Page
========================================================================

Request ID tracking enables correlation:

Client sends request with X-Request-Id header
Server logs all operations with request ID
Response includes same X-Request-Id
Client can correlate logs across services

Future: OpenTelemetry integration for full tracing

Testing Strategy

Unit Tests

Handler validation logic
Middleware functionality
Error response formatting
Query parsing

Integration Tests

Full HTTP request/response cycle
Rate limiting behavior
Graceful shutdown
Health/ready endpoints

Load Tests

Sustained load at rate limit
Burst handling
Latency under load
Memory stability

Example Test

func TestRecipeHandler(t *testing.T) {
    // Create test server
    builder := recipe.NewBuilder()
    handler := builder.HandleRecipes
    
    // Create test request
    req := httptest.NewRequest(
        "GET",
        "/v1/recipe?os=ubuntu&gpu=h100",
        nil,
    )
    w := httptest.NewRecorder()
    
    // Execute handler
    handler(w, req)
    
    // Verify response
    assert.Equal(t, http.StatusOK, w.Code)
    
    var resp recipe.Recipe
    err := json.Unmarshal(w.Body.Bytes(), &resp)
    assert.NoError(t, err)
    assert.Equal(t, "ubuntu", resp.Request.Os)

========================================================================

Supplied data
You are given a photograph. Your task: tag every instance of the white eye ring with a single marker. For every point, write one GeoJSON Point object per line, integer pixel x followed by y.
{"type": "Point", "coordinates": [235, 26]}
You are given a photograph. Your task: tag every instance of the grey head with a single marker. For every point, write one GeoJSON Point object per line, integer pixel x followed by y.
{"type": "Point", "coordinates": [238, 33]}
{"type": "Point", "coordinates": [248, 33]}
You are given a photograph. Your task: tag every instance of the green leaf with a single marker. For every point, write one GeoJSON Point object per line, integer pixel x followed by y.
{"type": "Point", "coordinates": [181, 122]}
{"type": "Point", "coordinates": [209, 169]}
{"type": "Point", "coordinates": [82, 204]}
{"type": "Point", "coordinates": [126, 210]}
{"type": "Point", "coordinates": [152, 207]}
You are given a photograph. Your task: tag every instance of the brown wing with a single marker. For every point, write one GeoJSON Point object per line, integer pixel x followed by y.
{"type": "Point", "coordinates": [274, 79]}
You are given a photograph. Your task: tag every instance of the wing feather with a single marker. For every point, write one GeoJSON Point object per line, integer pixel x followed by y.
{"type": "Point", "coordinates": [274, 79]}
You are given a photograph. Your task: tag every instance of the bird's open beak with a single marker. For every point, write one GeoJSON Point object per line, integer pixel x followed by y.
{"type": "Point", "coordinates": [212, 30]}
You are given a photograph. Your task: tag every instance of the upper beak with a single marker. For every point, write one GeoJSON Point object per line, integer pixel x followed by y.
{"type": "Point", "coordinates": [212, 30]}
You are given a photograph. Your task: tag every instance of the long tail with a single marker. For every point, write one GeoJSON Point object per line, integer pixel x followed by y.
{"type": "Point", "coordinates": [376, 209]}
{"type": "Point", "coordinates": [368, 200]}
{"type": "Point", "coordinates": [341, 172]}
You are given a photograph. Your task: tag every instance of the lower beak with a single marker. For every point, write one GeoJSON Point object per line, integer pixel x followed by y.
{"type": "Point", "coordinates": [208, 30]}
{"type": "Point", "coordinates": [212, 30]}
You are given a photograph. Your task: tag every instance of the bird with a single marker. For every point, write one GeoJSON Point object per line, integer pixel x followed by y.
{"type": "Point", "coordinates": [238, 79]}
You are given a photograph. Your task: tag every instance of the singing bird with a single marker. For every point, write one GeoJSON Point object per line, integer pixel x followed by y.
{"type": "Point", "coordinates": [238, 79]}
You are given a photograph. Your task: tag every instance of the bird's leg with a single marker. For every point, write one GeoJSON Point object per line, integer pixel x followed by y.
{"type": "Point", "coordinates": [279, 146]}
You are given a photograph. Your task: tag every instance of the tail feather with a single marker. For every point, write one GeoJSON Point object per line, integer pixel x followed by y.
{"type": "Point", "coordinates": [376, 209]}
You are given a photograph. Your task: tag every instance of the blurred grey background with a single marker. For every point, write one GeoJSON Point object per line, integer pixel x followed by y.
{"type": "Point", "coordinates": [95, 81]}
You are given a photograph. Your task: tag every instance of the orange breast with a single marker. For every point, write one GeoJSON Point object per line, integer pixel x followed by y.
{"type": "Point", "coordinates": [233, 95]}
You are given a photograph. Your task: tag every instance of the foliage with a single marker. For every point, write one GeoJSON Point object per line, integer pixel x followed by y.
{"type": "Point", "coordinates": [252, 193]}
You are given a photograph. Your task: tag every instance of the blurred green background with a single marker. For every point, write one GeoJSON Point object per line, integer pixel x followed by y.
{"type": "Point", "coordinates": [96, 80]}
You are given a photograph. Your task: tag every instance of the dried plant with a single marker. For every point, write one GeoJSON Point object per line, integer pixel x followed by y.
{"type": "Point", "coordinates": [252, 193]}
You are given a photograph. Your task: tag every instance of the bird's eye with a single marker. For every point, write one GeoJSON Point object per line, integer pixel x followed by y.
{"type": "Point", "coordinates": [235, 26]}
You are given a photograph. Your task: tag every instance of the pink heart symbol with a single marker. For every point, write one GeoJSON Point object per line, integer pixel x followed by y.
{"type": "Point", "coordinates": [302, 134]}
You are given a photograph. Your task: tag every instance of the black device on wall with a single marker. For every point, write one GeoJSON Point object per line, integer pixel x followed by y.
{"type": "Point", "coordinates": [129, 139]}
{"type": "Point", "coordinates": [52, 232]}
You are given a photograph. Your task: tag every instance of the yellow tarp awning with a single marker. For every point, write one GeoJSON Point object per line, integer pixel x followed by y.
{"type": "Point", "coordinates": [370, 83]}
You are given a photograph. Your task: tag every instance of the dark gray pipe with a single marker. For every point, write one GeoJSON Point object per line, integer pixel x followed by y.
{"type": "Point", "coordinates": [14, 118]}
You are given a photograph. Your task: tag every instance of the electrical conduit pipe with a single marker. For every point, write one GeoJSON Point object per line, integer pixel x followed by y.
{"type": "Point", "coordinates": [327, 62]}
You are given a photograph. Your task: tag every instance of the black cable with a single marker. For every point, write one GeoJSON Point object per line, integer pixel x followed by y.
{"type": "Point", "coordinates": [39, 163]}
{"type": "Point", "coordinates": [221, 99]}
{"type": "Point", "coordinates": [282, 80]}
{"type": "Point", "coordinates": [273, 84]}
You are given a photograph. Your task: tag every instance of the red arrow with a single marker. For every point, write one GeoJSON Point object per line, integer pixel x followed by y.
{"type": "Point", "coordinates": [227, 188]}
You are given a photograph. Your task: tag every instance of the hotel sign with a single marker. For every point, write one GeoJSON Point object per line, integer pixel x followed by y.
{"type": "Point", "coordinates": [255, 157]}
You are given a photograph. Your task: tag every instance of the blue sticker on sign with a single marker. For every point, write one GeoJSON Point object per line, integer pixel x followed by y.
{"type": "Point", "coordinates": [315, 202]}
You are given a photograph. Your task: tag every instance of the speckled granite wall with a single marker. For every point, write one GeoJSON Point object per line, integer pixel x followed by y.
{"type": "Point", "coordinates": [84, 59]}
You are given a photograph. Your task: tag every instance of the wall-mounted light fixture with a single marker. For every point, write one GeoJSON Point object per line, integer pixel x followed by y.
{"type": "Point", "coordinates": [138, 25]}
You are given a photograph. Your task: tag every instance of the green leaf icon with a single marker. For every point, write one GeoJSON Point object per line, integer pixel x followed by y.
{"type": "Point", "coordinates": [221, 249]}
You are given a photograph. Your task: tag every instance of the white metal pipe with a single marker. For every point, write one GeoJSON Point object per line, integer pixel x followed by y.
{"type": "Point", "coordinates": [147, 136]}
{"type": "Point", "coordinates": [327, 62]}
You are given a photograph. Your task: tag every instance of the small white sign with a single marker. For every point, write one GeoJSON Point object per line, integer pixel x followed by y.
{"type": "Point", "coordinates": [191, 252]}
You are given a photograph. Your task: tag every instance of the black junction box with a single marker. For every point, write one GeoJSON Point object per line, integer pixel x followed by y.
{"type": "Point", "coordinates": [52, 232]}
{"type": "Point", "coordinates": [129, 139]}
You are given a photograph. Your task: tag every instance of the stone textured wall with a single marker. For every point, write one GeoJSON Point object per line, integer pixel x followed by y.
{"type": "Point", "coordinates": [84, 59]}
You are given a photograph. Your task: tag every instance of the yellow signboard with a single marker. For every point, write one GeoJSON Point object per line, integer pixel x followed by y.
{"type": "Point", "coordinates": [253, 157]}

========================================================================

Required work
a - According to the page above, what header does the client send so that logs can be correlated across services?
b - Rewrite the rows from the line containing "of the stone" through the last row, inclusive, replacing "photograph" with "image" and leaving everything else unchanged.

Answers for this exercise
a - X-Request-Id

b -
You are given a image. Your task: tag every instance of the stone textured wall with a single marker. For every point, write one GeoJSON Point object per line, integer pixel x followed by y.
{"type": "Point", "coordinates": [84, 59]}
You are given a image. Your task: tag every instance of the yellow signboard with a single marker. For every point, write one GeoJSON Point object per line, integer pixel x followed by y.
{"type": "Point", "coordinates": [253, 157]}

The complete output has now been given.